Directions for this task: Count the lines in the entries below that contain the string "telehandler", treating uppercase and lowercase as different, and reply with only that number.

Exercise data:
▼
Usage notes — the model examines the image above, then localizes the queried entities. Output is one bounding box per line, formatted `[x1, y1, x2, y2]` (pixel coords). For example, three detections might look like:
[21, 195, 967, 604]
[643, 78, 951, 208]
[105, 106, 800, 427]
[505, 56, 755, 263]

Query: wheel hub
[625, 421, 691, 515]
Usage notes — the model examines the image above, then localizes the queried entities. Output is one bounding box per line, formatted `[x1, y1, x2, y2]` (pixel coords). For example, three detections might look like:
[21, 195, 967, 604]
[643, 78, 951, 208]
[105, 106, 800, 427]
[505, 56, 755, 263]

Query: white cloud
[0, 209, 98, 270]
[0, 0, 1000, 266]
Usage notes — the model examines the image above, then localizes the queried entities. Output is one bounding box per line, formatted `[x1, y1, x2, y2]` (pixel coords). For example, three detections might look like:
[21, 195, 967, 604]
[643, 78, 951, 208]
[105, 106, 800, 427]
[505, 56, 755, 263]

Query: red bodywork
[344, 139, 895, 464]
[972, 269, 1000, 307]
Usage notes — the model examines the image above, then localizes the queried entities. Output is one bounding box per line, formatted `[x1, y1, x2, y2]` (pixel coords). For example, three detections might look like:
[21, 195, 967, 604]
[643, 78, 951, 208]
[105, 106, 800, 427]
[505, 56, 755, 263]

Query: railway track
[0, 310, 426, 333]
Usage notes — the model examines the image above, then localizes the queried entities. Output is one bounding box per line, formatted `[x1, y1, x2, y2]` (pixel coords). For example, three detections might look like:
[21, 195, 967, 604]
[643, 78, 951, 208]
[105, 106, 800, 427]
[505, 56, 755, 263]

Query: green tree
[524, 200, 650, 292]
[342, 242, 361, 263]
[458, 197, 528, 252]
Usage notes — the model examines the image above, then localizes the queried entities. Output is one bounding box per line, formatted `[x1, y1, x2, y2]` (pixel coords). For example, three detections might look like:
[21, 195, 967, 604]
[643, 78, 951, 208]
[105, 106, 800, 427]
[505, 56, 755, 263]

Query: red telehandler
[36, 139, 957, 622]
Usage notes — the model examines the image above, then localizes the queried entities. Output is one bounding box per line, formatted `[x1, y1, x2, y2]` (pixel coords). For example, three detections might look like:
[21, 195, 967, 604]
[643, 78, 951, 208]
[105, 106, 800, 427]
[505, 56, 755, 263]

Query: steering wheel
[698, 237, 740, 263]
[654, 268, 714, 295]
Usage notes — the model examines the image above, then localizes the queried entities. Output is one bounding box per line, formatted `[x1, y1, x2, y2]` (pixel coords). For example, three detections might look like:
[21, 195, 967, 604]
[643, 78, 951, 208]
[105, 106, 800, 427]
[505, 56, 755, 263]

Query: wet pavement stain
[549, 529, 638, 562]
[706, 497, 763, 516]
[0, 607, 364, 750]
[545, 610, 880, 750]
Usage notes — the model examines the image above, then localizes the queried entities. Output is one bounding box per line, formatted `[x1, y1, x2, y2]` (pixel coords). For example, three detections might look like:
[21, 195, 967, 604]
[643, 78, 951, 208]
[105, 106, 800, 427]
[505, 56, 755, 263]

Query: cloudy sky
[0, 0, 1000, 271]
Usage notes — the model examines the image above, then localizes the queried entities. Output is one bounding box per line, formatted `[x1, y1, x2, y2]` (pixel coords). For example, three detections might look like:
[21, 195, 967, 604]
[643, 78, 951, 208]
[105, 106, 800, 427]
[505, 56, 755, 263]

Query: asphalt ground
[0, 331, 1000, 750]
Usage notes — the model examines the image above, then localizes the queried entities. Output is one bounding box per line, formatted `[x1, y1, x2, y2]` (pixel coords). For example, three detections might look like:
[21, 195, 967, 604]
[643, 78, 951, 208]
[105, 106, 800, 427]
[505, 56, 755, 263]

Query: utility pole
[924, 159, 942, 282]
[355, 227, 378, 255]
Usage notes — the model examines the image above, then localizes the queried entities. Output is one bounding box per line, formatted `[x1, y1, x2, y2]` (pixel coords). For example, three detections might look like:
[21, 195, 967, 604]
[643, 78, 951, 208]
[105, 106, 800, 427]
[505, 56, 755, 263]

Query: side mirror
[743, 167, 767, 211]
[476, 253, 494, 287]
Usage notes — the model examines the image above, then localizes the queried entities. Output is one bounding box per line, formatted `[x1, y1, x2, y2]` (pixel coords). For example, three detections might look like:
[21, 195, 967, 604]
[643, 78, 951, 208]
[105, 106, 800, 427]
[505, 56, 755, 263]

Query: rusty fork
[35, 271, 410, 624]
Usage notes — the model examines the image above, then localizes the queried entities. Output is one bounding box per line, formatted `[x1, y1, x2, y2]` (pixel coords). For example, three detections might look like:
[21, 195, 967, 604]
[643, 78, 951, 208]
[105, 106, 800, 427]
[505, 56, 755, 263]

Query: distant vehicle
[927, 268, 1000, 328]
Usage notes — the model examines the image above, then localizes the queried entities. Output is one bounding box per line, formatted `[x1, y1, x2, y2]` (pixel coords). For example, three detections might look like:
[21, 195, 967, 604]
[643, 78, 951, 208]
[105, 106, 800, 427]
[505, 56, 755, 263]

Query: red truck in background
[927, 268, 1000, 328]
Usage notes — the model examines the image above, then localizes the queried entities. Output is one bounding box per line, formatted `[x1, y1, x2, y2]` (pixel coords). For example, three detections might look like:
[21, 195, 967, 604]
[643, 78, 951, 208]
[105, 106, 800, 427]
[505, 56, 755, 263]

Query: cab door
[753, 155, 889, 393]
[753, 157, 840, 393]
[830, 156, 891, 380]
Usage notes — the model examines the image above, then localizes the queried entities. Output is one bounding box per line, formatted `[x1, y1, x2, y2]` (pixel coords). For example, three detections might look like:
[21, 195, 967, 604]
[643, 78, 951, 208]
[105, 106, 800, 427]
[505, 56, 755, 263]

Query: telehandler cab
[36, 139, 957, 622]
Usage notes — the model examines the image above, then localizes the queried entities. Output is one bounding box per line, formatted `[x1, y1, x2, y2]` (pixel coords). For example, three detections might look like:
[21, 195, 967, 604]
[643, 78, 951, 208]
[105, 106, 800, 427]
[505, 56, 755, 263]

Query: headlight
▲
Response to this exercise: 2